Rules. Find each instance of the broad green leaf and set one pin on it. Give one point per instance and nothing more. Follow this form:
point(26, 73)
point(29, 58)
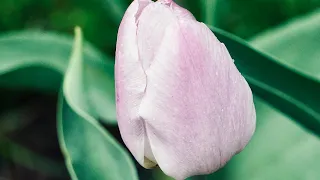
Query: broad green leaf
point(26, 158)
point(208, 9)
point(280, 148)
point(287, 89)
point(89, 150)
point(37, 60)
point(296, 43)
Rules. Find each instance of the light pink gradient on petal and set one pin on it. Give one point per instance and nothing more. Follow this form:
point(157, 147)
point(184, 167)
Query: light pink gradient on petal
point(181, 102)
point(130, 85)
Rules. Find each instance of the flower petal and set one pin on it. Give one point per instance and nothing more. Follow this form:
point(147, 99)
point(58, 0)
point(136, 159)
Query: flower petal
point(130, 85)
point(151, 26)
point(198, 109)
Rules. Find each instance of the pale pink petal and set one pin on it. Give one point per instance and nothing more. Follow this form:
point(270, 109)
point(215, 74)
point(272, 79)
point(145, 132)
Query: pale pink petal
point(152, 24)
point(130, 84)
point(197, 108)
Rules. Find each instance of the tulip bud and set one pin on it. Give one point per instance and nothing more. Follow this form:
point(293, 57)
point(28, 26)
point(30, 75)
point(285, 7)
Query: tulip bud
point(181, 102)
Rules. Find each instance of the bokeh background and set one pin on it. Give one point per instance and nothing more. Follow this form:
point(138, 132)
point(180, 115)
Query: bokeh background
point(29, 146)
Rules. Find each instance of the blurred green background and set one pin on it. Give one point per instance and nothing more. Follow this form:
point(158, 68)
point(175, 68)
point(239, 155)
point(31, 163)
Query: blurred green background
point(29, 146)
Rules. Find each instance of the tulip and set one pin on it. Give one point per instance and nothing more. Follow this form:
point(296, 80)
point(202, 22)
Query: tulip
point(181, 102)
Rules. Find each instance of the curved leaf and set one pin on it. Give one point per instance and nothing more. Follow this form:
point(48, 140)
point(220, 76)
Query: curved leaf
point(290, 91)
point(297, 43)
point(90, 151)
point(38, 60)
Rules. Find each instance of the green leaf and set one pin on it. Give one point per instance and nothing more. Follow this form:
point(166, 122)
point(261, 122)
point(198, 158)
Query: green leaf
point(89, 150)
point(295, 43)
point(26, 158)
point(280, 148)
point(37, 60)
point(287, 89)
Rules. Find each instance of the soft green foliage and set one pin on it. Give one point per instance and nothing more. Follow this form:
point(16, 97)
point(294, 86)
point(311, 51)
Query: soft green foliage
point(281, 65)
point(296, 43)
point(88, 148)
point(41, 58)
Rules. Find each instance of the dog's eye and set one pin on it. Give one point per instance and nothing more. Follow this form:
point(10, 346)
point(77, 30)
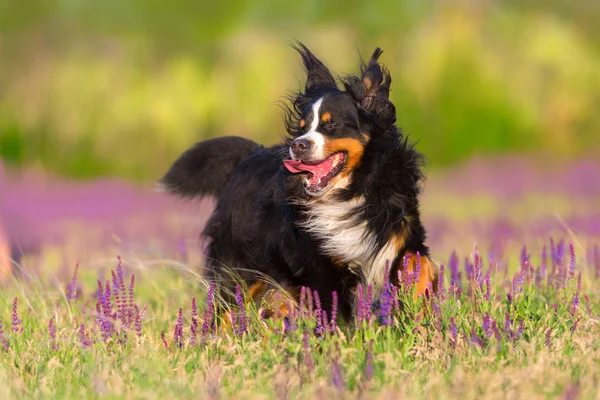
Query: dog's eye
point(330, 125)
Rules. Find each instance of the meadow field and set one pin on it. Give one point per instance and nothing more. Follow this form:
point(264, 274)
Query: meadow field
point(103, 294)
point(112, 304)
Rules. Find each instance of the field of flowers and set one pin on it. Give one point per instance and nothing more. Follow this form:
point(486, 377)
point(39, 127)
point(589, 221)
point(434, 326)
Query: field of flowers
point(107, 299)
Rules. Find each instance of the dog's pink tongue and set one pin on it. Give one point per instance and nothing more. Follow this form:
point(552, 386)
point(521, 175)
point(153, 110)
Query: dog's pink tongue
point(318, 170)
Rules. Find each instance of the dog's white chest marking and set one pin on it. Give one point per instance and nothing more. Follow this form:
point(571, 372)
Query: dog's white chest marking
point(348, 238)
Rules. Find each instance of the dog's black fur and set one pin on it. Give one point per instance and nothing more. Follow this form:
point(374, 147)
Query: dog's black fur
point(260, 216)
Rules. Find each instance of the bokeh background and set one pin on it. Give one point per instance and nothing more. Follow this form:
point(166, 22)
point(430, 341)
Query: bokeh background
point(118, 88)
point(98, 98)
--
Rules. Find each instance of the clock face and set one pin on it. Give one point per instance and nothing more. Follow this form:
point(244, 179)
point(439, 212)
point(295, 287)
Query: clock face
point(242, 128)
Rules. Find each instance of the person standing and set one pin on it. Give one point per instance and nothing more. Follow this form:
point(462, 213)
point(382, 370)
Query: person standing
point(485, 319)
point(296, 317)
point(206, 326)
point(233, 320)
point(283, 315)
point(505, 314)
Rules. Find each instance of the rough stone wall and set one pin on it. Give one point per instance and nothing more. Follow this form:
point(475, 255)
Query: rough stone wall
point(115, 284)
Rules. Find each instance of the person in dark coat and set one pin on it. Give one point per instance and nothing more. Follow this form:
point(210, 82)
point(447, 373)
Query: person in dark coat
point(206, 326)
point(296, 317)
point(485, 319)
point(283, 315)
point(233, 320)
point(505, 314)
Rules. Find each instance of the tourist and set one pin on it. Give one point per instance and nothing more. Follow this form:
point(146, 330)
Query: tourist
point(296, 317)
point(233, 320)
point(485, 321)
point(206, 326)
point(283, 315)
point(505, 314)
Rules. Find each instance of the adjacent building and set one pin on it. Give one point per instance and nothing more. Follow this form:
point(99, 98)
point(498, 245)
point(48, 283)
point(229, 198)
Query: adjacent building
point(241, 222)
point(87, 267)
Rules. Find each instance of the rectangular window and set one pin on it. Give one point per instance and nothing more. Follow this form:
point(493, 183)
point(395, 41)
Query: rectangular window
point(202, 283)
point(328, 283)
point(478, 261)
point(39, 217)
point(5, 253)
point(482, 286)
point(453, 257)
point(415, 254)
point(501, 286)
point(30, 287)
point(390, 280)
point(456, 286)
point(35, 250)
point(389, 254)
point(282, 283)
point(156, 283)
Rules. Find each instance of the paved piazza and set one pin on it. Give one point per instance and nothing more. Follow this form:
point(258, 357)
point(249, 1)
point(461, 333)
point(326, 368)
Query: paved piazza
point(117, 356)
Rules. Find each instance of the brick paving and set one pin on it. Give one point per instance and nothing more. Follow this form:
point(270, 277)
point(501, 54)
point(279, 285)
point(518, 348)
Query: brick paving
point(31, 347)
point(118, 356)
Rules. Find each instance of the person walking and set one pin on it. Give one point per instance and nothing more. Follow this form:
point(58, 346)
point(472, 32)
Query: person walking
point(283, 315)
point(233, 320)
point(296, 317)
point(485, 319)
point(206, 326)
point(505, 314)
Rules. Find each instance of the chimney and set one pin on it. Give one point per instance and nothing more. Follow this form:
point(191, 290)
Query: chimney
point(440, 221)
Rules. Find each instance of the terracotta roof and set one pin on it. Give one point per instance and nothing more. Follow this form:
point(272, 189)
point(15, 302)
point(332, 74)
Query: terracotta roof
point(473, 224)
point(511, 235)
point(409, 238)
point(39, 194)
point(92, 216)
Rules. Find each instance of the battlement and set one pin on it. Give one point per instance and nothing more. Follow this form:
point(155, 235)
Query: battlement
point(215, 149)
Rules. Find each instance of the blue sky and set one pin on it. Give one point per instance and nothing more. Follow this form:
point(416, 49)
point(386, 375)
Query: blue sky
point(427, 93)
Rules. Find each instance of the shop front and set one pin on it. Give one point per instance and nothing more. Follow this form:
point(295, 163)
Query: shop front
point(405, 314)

▶ [PROBLEM DESCRIPTION]: Reproduce everything from the line containing "Rules. Find each instance of the rectangular" down to the line containing "point(92, 216)", both lines included, with each item's wording intact. Shift every answer coordinate by adding -129 to each of its numbers, and leave the sample points in the instructions unchanged.

▶ [WRITTEN SOLUTION]:
Rules. Find each instance of the rectangular window and set one pin on it. Give one point per instance and nothing more. Follow this form:
point(493, 183)
point(395, 41)
Query: rectangular window
point(73, 154)
point(199, 154)
point(349, 132)
point(-90, 88)
point(-124, 124)
point(353, 157)
point(324, 128)
point(286, 125)
point(372, 157)
point(-99, 158)
point(261, 151)
point(327, 157)
point(-94, 121)
point(260, 125)
point(153, 154)
point(27, 154)
Rules. Find each instance of the paved piazza and set one pin on it. Give one point per instance and nothing more. Follow this form:
point(258, 357)
point(249, 1)
point(461, 333)
point(326, 368)
Query: paved piazza
point(-12, 227)
Rules. Find each instance of the brick paving and set one pin on it. Give one point per instance and nothing more. Follow this form:
point(270, 277)
point(501, 54)
point(279, 285)
point(518, 348)
Query: brick paving
point(-98, 218)
point(-11, 227)
Rules. Find each instance of the person walking and set one pin on it. Give one point per instance and nothing more. Follow this form:
point(58, 346)
point(472, 32)
Query: person walking
point(154, 186)
point(104, 191)
point(167, 188)
point(356, 190)
point(77, 197)
point(376, 185)
Rules. Find each instance of the chimney and set one pin on it. Give one point per instance and nothing more. Follow this form:
point(191, 290)
Query: chimney
point(311, 92)
Rules. Find each instance of the terracotta roof and set one pin on it. Give one point per instance and nothing more. Follow this form:
point(272, 189)
point(15, 302)
point(332, 74)
Query: terracotta roof
point(344, 95)
point(382, 106)
point(280, 109)
point(-90, 65)
point(-37, 87)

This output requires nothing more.